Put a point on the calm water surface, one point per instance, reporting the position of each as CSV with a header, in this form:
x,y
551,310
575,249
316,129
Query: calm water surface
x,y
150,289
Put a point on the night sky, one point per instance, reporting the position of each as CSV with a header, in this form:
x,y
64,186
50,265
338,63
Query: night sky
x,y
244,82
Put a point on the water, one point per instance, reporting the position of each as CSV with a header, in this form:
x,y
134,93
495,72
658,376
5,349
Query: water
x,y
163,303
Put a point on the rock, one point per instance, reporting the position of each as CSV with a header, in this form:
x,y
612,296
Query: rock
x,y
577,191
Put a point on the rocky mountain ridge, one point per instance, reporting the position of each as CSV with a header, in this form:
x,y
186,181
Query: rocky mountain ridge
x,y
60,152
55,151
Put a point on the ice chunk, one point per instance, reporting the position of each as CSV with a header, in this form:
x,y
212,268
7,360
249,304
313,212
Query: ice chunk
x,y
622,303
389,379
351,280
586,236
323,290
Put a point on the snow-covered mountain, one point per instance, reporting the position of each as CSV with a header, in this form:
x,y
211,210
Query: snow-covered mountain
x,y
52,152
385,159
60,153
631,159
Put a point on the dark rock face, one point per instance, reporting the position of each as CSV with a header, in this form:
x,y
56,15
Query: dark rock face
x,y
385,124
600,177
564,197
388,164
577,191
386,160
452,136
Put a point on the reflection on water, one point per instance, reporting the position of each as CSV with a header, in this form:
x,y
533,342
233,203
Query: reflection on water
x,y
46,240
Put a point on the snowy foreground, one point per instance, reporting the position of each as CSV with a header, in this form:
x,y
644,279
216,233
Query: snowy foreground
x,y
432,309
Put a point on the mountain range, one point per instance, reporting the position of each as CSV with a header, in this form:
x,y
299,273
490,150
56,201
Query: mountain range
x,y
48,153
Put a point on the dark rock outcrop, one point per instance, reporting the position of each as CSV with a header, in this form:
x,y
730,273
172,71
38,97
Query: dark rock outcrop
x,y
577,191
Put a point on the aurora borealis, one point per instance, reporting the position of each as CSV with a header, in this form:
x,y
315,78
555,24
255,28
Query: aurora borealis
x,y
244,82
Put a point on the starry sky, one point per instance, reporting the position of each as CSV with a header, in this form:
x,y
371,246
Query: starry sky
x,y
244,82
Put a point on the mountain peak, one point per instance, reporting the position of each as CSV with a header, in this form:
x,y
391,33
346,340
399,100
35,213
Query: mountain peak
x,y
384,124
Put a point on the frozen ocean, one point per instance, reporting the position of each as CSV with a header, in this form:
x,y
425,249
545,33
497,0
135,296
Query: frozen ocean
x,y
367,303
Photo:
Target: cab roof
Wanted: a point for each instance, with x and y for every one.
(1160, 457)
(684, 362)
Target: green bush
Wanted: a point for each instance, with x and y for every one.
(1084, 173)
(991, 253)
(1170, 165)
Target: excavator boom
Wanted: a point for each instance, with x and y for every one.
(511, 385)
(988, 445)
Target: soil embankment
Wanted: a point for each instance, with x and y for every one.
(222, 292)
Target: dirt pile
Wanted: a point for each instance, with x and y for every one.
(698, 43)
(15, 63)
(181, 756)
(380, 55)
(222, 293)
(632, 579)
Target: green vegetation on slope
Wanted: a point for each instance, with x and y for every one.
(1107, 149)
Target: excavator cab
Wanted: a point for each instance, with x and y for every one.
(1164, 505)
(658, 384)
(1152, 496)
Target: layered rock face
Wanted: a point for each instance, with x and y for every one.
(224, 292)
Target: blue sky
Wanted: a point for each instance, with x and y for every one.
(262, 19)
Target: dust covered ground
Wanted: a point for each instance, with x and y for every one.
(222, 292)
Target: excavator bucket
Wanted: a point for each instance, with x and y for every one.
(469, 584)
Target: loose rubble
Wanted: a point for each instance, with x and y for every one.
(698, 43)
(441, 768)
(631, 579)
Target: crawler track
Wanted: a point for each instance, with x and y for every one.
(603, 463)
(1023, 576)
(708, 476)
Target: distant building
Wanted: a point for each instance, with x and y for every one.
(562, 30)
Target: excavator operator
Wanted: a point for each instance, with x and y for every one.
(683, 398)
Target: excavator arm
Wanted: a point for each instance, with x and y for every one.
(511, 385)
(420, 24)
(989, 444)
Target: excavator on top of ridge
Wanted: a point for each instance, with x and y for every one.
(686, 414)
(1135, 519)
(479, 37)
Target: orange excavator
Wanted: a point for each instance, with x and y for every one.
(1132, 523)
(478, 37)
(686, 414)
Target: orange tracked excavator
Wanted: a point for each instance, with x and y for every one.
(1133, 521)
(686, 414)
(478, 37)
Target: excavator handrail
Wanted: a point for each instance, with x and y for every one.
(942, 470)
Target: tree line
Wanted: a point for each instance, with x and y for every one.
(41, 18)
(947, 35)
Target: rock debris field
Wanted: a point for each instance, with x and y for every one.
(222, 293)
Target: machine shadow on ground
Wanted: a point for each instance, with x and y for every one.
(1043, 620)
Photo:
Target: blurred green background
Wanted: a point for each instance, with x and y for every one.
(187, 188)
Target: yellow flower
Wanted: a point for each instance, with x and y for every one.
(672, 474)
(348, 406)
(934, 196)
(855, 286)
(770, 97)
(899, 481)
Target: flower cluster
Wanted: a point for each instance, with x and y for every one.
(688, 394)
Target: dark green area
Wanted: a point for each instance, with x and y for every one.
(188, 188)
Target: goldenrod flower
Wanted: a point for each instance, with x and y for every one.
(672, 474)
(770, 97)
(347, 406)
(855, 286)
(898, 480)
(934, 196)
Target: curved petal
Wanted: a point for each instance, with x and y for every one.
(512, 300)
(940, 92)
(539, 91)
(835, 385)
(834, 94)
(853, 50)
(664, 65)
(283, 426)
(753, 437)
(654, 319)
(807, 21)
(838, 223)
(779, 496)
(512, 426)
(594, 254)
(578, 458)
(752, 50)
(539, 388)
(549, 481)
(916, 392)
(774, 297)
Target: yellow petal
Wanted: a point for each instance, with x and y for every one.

==

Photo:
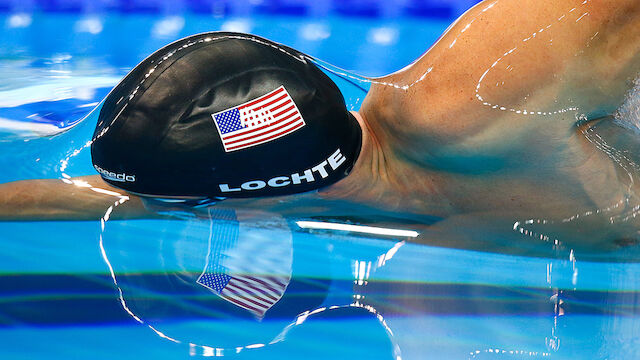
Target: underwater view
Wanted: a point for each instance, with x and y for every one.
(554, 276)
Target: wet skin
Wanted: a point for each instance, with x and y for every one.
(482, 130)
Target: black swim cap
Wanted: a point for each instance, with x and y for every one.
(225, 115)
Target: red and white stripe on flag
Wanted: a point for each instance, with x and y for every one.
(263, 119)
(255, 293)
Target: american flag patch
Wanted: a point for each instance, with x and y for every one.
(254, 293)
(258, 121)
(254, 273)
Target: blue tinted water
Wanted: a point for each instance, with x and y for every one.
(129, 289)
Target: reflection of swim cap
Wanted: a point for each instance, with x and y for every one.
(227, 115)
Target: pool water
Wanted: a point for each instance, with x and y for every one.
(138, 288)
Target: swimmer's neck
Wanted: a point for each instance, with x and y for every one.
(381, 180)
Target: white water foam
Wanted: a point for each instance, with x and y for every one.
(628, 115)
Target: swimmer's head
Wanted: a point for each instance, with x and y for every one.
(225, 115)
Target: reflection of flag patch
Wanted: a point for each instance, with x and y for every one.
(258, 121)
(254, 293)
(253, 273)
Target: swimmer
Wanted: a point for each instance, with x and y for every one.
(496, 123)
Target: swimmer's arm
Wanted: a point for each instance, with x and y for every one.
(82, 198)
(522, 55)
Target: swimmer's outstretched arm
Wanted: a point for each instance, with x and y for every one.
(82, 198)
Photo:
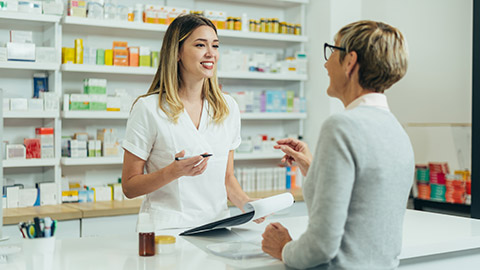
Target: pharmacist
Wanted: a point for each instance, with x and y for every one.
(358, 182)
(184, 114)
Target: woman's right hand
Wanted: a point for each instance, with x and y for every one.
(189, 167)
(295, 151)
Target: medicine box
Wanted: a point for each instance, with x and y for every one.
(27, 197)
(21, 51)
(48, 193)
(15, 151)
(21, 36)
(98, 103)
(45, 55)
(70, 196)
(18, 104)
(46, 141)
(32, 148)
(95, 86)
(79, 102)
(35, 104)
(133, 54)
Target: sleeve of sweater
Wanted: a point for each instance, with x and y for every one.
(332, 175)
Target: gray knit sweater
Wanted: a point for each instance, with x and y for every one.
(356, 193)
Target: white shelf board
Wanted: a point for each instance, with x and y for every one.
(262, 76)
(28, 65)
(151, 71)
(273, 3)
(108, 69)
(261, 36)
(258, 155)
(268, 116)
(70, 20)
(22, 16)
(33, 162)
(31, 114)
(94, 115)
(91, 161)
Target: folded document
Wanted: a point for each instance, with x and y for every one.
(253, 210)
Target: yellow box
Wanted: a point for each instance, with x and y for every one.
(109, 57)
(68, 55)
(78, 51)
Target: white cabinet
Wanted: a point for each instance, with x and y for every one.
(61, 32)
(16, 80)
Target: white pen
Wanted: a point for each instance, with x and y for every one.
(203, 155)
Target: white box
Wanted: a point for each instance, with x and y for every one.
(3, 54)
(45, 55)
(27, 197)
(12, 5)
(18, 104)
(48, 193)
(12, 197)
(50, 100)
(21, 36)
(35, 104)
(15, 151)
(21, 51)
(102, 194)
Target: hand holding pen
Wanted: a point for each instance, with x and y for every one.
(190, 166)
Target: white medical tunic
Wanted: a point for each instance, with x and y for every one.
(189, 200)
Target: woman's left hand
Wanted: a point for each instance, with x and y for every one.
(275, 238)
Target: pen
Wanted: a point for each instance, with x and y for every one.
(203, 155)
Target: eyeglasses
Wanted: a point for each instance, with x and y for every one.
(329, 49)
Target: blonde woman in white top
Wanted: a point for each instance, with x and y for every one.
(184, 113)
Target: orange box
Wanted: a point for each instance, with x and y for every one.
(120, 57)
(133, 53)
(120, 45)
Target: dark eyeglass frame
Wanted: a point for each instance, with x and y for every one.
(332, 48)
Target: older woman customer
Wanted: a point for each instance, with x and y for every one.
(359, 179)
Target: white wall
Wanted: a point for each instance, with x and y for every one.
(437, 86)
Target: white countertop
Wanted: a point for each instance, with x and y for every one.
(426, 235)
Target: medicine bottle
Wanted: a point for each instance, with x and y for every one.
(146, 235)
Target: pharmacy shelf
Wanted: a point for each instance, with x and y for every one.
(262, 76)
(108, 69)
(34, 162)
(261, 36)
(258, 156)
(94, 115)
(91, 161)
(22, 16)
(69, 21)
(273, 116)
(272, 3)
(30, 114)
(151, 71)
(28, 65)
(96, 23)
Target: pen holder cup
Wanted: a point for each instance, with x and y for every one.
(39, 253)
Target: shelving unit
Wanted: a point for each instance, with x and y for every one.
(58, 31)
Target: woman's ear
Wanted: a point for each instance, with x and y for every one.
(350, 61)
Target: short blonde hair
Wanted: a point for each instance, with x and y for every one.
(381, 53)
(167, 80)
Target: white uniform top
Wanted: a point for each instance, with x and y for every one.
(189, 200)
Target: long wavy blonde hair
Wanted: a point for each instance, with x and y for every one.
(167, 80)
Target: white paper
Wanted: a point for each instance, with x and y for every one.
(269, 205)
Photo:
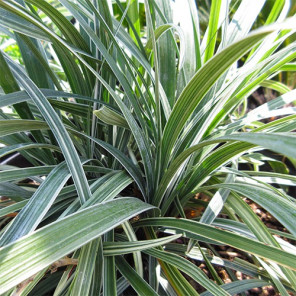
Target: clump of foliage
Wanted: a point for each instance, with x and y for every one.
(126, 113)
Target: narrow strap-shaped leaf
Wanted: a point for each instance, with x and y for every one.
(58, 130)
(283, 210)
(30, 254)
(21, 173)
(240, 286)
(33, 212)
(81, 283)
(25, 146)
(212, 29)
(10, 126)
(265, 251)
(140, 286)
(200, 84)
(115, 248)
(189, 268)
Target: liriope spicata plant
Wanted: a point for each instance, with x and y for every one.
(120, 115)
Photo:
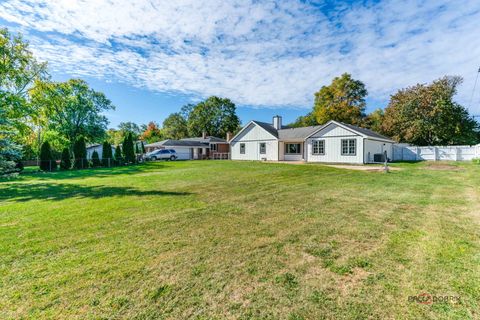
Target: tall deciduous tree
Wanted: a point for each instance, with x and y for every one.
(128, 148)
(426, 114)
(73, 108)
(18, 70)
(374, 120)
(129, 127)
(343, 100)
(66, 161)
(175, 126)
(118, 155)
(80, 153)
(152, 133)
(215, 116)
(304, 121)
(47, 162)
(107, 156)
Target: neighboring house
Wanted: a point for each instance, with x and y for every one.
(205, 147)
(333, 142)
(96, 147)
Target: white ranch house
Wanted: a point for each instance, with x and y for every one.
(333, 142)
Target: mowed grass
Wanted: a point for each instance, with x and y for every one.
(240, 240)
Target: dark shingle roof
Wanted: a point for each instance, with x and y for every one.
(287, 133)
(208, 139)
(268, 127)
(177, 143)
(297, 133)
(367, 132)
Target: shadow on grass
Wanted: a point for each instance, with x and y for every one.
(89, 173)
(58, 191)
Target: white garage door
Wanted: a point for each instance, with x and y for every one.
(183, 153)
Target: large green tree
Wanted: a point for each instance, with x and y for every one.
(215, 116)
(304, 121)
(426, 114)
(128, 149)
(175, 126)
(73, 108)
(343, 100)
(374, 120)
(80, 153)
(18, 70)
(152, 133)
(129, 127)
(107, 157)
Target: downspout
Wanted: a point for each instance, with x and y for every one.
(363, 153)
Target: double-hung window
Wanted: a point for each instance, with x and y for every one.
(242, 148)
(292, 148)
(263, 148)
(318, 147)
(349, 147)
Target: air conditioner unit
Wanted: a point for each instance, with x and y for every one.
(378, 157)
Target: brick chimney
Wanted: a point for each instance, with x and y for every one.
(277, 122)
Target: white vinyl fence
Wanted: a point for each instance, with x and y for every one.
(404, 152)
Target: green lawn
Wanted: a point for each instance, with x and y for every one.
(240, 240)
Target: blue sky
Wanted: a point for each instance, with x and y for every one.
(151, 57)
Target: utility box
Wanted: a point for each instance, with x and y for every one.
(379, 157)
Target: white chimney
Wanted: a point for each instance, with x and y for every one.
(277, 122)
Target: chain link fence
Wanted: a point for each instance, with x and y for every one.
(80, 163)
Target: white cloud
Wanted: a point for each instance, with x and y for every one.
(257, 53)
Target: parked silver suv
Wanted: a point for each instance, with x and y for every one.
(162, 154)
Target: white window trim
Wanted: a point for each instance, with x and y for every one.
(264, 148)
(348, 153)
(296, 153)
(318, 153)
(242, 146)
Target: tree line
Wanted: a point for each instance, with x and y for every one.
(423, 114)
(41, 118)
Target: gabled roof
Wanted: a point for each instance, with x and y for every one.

YOUR GOAL: Filter the material above down to the lines that contain the string "tree", and output each matching line verbatim.

RESPONSE TO THIS EXERCISE:
Target: tree line
Target: tall deciduous tree
Target: large green tree
Target: tree line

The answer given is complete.